• [Page text]

--- begin ---

Q & A with graduate Oliver Brooks
In 2021, Oliver Brooks completed a UAL Level 3 Extended Diploma in Creative Practice: Graphics, Illustration & Game Arts at our Pre-Degree campus, achieving a Distinction and specialising during his studies in branding, motion design and type design.
During his time with us, Oliver was selected as the winner of our Design Aesthetic Award for his work. After completing his studies, Oliver beat nearly two thousand other applicants to secure an internship as a Graphic Designer working with Sound Designer Yuri Suzuki at the world’s largest independent design agencies, Pentagram. Now splitting his time between Devon and London, we talked to Oliver about how his time at Plymouth College of Art helped him to achieve his dream role, which he manages to fulfil without leaving the South West.
What did you do before joining Plymouth College of Art?

--- end ---

• [Material]
--- begin ---

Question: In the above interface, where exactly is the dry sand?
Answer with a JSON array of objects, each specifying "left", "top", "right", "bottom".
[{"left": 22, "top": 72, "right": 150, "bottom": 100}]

--- end ---

• [Set task] Extend the Q&A with graduate Oliver Brooks, starting right after its final question about what he did before joining Plymouth College of Art.

• [Answer to this problem]
I worked at a restaurant, first as a kitchen porter, then as a sous-chef. I learnt the art of fine cuisine whilst working in the smallest and hottest of spaces in a high-pressured environment. It instilled a strong sense of discipline and taught me to think tangentially whilst working against the clock.
I first understood the importance of colour and design through food. I learnt to see everything as design, from the Japanese Santoku knife I used, to the balance, pattern and colour harmonies in the presentation of different dishes.
How did you find studying with us in Palace Court?
Plymouth College of Art was very warm and welcoming; design people are the very best! It allowed me complete creative freedom, offered great support and opened my eyes to what is possible in Graphic Design. The facilities are outstanding; having access to all the different technologies helped bring my ideas to fruition.
During my final project, my tutor, Jack Bishop, encouraged me to explore Typography, which led me to discover the work of Fatih Hardal and Yūsaku Kamekura. Although previously, I had focused purely on branding, both Hardal and Kamekura's work spoke to me in such a way that turned my attention to type design. Hardal's perfect balance of classic and modern, with Kamekura's use of colour and form, together with his disruption of the grid, turned my perception of design on its head.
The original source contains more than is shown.